╭─ Selection

I have two vectors with given names as follows in R
:
A <- data.frame(c("Nick", "Maria", "Liam", "Oliver", "Sophia", "james", "Lucas; Luc"))
B <- data.frame(c("Liam", "Luc", "Evelyn; Eva", "James", "Harper", "Amelia"))
I want to compare the two vectors and create a vector C
with the names of vector B
that are not in the vector A
. I want the code to ignore the capital letters, i.e. to recognise that James
and james
is the same and if the name appear as two names (given name and preferred name), e.g., Lucas; Luc
, to recognise it as the same.
In the end, the result must be
C <- data.frame(c("Evelyn; Eva", "Harper","Amelia"))
Can someone help me?
Probably the ugliest code i did but it works.
A <- str_to_title(c("Nick", "Maria", "Liam", "Oliver", "Sophia", "james", "Lucas; Luc"))
B <- str_to_title(c("Liam", "Luc", "Evelyn; Eva", "James", "Harper", "Amelia"))
# Long version if you wish:
nested <- tibble(given=str_extract(c(A,B),"^[^;]+"),
preferred=str_extract(c(A,B),";\\s*([^;]+)") %>% str_extract("[a-zA-Z]+"),
list=c(rep("A",length(A)),rep("B",length(B)))) %>% nest_by(list)
A <- nested$data[[1]]
B <- nested$data[[2]]
unique_b <- B$given %in% A$given | B$given %in% A$preferred
B %>% filter(given %in% B$given[!unique_b]) %>%
mutate(c=ifelse(is.na(preferred),given,str_c(given,preferred,sep = "; "))
) %>% pull(c)

╰─
╭─ Entries supplied

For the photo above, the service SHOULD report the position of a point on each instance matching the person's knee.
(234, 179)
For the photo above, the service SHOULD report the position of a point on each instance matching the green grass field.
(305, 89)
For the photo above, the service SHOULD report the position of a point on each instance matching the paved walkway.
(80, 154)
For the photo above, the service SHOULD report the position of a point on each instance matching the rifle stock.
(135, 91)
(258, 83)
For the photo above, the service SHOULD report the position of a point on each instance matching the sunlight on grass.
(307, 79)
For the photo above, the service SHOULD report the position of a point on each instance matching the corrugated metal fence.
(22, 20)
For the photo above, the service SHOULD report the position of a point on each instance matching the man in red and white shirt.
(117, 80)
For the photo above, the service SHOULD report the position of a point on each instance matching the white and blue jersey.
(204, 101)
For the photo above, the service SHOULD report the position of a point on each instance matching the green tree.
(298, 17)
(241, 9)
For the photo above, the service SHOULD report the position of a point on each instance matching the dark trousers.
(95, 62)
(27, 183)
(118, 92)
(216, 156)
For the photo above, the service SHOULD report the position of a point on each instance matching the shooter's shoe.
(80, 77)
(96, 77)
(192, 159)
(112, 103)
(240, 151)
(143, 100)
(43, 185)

╰─
╭─ Entries supplied

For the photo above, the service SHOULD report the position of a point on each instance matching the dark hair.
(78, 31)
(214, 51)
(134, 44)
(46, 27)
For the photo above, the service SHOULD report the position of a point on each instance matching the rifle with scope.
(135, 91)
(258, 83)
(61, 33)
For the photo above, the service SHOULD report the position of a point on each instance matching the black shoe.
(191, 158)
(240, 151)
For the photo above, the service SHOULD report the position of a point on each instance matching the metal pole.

╰─
╭─ Entries supplied

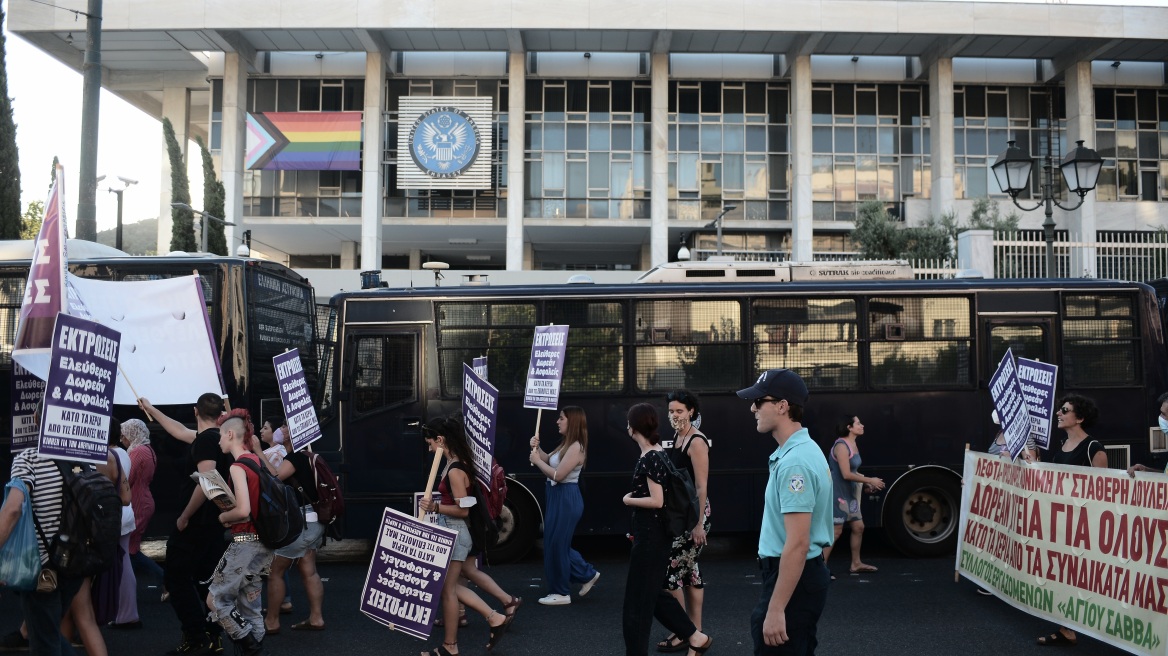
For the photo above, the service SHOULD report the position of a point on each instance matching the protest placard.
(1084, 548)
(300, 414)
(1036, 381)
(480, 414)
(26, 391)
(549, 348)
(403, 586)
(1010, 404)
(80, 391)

╰─

Update the R question from "I have two vectors" up to and including "someone help me?", replacing "Harper" with "Hazel".

→ Response:
I have two vectors with given names as follows in R
:
A <- data.frame(c("Nick", "Maria", "Liam", "Oliver", "Sophia", "james", "Lucas; Luc"))
B <- data.frame(c("Liam", "Luc", "Evelyn; Eva", "James", "Hazel", "Amelia"))
I want to compare the two vectors and create a vector C
with the names of vector B
that are not in the vector A
. I want the code to ignore the capital letters, i.e. to recognise that James
and james
is the same and if the name appear as two names (given name and preferred name), e.g., Lucas; Luc
, to recognise it as the same.
In the end, the result must be
C <- data.frame(c("Evelyn; Eva", "Hazel","Amelia"))
Can someone help me?